* **Document passage**:
⟨

# Passport through Great Grandfather?



## Grego57 (Feb 6, 2021)

My great grandfather immigrated through Ellis Island and never became a US Citizen before he died. My grandmother was born here in the states shortly after he and my great grandmother arrived. If I can obtain his birth certificates and other req’d paperwork may I obtain an Italian Passport through him.
Grazie, Grego


----------



## NickZ (Jun 26, 2009)

You don't give dates. 

First thing is your citizenship flows from your parents. That means you need to figure out if your parent was a citizen at the time of your birth. They got their citizenship maybe/hopefully from your grandmother. But for that to work your parent would have to be born post 1947. If born before that you'd need to go to court.

In short maybe. You need to collect all the paperwork back to the last known Italian citizen.


----------



## Italia-Mx (Jan 14, 2009)

Your grand-mother born in the United States inherited Italian citizenship from her Italian father. However, your grand-mother, because she is female, could only pass Italian citizenship to any of her offspring born AFTER 1948 and not before 1948. So if your parent descended from that grand-mother was born after 1948, then yes, Italian citizenship was passed down to your parent and to you.


----------



## Grego57 (Feb 6, 2021)

Thank you for the info.. Disappointing though, my mother was born in 1937.


----------

⟩

* **Dataset extract**:
⟨

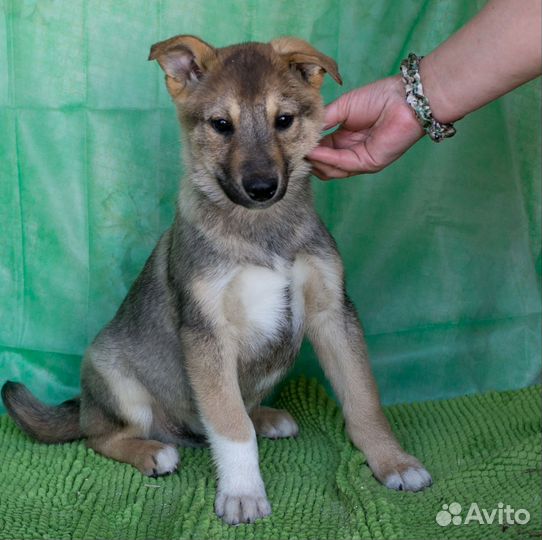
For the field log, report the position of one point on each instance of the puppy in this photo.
(217, 315)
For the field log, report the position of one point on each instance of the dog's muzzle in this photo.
(260, 189)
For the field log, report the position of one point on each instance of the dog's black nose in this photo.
(260, 189)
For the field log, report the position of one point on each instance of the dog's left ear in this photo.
(312, 64)
(184, 60)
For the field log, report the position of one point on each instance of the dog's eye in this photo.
(222, 126)
(284, 121)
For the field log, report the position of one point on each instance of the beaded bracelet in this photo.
(410, 72)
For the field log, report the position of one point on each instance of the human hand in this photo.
(376, 127)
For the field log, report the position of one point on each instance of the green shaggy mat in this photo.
(482, 449)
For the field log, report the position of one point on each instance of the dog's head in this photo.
(252, 113)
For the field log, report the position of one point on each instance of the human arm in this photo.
(498, 50)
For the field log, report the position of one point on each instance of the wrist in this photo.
(437, 86)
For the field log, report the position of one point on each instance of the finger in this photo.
(355, 159)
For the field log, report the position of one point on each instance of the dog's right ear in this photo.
(184, 60)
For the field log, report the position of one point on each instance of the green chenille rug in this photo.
(483, 452)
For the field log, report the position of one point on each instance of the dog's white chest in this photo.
(264, 298)
(255, 304)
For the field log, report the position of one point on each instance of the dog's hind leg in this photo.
(273, 423)
(151, 458)
(117, 418)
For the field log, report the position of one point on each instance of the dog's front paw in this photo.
(403, 474)
(235, 508)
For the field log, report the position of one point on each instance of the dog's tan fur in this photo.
(218, 313)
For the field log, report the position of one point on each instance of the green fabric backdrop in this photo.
(442, 249)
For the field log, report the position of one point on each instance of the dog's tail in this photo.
(42, 422)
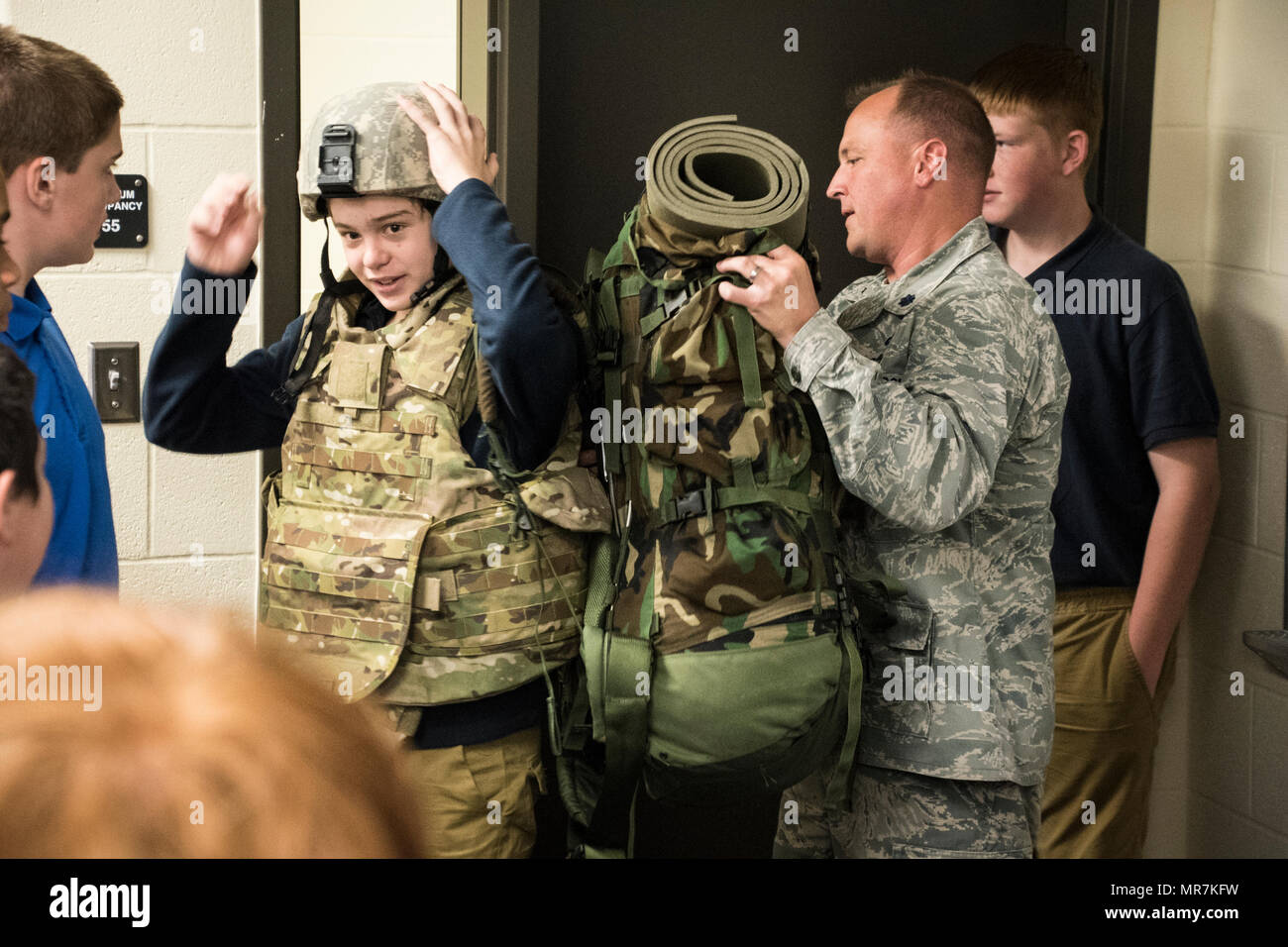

⟩

* **Given exercise**: From the Italian citizenship thread above, quote the passage that begins at the words "## Italia-Mx (Jan" and stops after "born in 1937.".

* **Correct result**:
## Italia-Mx (Jan 14, 2009)

Your grand-mother born in the United States inherited Italian citizenship from her Italian father. However, your grand-mother, because she is female, could only pass Italian citizenship to any of her offspring born AFTER 1948 and not before 1948. So if your parent descended from that grand-mother was born after 1948, then yes, Italian citizenship was passed down to your parent and to you.


----------



## Grego57 (Feb 6, 2021)

Thank you for the info.. Disappointing though, my mother was born in 1937.